- [Description of the task]
When you transcribe the records that follow, reproduce each line exactly as given.

- [The records]
----

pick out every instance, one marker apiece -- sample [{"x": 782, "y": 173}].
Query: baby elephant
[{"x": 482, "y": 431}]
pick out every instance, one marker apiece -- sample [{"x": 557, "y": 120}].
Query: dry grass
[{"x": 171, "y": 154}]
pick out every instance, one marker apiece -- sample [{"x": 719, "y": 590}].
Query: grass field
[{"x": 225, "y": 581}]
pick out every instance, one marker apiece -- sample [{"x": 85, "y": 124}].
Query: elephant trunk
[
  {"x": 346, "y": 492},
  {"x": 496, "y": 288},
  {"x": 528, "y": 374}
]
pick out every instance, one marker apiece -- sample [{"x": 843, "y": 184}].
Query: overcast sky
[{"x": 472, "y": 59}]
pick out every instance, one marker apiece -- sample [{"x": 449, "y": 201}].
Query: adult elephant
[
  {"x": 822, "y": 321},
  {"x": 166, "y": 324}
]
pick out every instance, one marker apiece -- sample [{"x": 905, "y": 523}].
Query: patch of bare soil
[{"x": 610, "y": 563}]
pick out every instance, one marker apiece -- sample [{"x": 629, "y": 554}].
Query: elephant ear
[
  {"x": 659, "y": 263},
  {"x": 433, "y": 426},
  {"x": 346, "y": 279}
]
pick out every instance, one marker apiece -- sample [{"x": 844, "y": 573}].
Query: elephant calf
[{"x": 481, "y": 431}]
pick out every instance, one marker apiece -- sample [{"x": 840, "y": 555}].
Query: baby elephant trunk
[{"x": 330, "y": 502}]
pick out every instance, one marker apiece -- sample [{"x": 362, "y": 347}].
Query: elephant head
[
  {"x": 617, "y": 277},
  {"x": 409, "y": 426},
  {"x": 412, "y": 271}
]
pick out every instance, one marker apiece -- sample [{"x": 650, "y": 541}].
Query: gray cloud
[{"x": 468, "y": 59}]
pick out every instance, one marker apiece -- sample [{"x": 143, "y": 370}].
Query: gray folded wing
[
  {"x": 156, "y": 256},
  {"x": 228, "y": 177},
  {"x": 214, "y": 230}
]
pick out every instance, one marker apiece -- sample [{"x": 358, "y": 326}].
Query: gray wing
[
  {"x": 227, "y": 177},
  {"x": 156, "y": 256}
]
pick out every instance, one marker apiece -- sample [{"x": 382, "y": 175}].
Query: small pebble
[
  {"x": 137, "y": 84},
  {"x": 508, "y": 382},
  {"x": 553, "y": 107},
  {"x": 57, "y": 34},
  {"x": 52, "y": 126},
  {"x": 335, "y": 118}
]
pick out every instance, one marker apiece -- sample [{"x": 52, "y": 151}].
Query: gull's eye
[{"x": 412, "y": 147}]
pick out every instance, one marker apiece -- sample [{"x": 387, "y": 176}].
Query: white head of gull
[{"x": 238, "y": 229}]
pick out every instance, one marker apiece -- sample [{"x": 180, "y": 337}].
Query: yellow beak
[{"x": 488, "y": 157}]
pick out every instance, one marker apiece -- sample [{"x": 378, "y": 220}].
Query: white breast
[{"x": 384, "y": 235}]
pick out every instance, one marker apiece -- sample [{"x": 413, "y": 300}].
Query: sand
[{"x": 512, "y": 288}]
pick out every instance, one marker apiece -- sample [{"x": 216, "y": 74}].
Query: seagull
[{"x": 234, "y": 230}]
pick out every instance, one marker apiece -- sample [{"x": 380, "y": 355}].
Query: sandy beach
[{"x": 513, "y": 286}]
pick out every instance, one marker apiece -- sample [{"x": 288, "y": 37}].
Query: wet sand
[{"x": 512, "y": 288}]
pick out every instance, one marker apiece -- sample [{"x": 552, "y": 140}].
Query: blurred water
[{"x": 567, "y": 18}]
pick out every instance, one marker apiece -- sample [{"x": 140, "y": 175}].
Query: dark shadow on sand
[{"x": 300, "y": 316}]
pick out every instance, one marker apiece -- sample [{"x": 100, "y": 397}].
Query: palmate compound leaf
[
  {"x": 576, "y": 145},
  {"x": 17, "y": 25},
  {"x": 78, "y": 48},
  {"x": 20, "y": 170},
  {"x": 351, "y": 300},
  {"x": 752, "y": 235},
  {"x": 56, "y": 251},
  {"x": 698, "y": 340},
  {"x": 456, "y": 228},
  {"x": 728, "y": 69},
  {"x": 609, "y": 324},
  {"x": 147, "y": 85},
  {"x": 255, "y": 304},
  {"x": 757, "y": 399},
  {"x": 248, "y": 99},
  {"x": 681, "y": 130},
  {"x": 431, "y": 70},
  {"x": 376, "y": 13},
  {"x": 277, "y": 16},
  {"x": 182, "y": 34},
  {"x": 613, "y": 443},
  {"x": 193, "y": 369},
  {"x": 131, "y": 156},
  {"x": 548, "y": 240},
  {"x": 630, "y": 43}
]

----

- [Your solution]
pick out every instance, one marker apiece -- sample [{"x": 782, "y": 173}].
Query: baby elephant
[{"x": 482, "y": 431}]
pick out every instance, one marker apiece -- sample [{"x": 557, "y": 120}].
Query: dry grass
[{"x": 171, "y": 154}]
pick out every instance, one marker apiece -- sample [{"x": 719, "y": 590}].
Query: grass field
[{"x": 225, "y": 581}]
pick out every instance, one marker apiece -- sample [{"x": 85, "y": 124}].
Query: elephant trunk
[
  {"x": 346, "y": 492},
  {"x": 496, "y": 288},
  {"x": 528, "y": 374}
]
pick out every instance, one marker apiece -- sample [{"x": 843, "y": 184}].
Query: overcast sky
[{"x": 472, "y": 59}]
pick out every instance, one marker apiece -- sample [{"x": 449, "y": 201}].
Query: adult elephant
[
  {"x": 822, "y": 321},
  {"x": 166, "y": 324}
]
pick out every instance, one marker apiece -- sample [{"x": 905, "y": 523}].
Query: patch of bare soil
[{"x": 610, "y": 563}]
pick out every instance, one marker apiece -- sample [{"x": 629, "y": 554}].
Query: elephant ear
[
  {"x": 659, "y": 263},
  {"x": 433, "y": 426},
  {"x": 346, "y": 279}
]
pick out every instance, one marker apiece -- sample [{"x": 844, "y": 573}].
Query: elephant calf
[{"x": 481, "y": 431}]
pick out every instance, one marker apiece -- sample [{"x": 840, "y": 555}].
Query: baby elephant trunk
[{"x": 330, "y": 502}]
pick out every instance, one marker apiece -- sample [{"x": 362, "y": 347}].
Query: elephant head
[
  {"x": 617, "y": 277},
  {"x": 409, "y": 426},
  {"x": 412, "y": 271}
]
pick out every instance, one marker apiece -- sample [{"x": 650, "y": 541}].
Query: gray cloud
[{"x": 468, "y": 59}]
pick out every instance, one marker apiece -- sample [{"x": 143, "y": 370}].
Query: gray folded wing
[
  {"x": 156, "y": 256},
  {"x": 228, "y": 177},
  {"x": 214, "y": 230}
]
pick out every instance, one marker apiece -- sample [{"x": 358, "y": 326}].
Query: gray wing
[
  {"x": 227, "y": 177},
  {"x": 156, "y": 256}
]
pick out every instance, one marker apiece -- sample [{"x": 382, "y": 175}].
Query: small pebble
[
  {"x": 137, "y": 84},
  {"x": 508, "y": 382},
  {"x": 553, "y": 107},
  {"x": 57, "y": 34},
  {"x": 52, "y": 126},
  {"x": 335, "y": 118}
]
pick out every instance, one marker apiece -- sample [{"x": 52, "y": 151}].
Query: gull's eye
[{"x": 412, "y": 147}]
pick out every instance, one marker apiece -- sample [{"x": 387, "y": 176}].
Query: white head of gull
[{"x": 238, "y": 229}]
pick out every instance, one marker apiece -- sample [{"x": 180, "y": 337}].
Query: yellow beak
[{"x": 488, "y": 157}]
pick out every instance, one marker apiece -- sample [{"x": 378, "y": 220}].
Query: white breast
[{"x": 384, "y": 235}]
pick out every instance, one marker apiece -- sample [{"x": 413, "y": 300}].
Query: sand
[{"x": 512, "y": 288}]
pick out every instance, one marker apiece -- sample [{"x": 216, "y": 74}].
Query: seagull
[{"x": 234, "y": 230}]
pick out every instance, one marker apiece -- sample [{"x": 380, "y": 355}].
Query: sandy beach
[{"x": 513, "y": 286}]
pick out every instance, one marker apiece -- sample [{"x": 288, "y": 37}].
Query: wet sand
[{"x": 512, "y": 288}]
pick out every instance, one marker apiece -- sample [{"x": 552, "y": 140}].
Query: blurred water
[{"x": 567, "y": 18}]
pick out every instance, one marker apiece -- sample [{"x": 140, "y": 175}].
Query: dark shadow on sand
[{"x": 300, "y": 316}]
pick out every instance, one marker apiece -- sample [{"x": 100, "y": 397}].
Query: palmate compound leaf
[
  {"x": 576, "y": 145},
  {"x": 17, "y": 25},
  {"x": 78, "y": 48},
  {"x": 20, "y": 170},
  {"x": 351, "y": 300},
  {"x": 752, "y": 235},
  {"x": 56, "y": 251},
  {"x": 698, "y": 340},
  {"x": 456, "y": 228},
  {"x": 728, "y": 69},
  {"x": 609, "y": 324},
  {"x": 147, "y": 85},
  {"x": 255, "y": 304},
  {"x": 757, "y": 399},
  {"x": 248, "y": 99},
  {"x": 681, "y": 130},
  {"x": 431, "y": 70},
  {"x": 376, "y": 13},
  {"x": 277, "y": 16},
  {"x": 182, "y": 34},
  {"x": 613, "y": 443},
  {"x": 193, "y": 369},
  {"x": 131, "y": 156},
  {"x": 548, "y": 240},
  {"x": 630, "y": 43}
]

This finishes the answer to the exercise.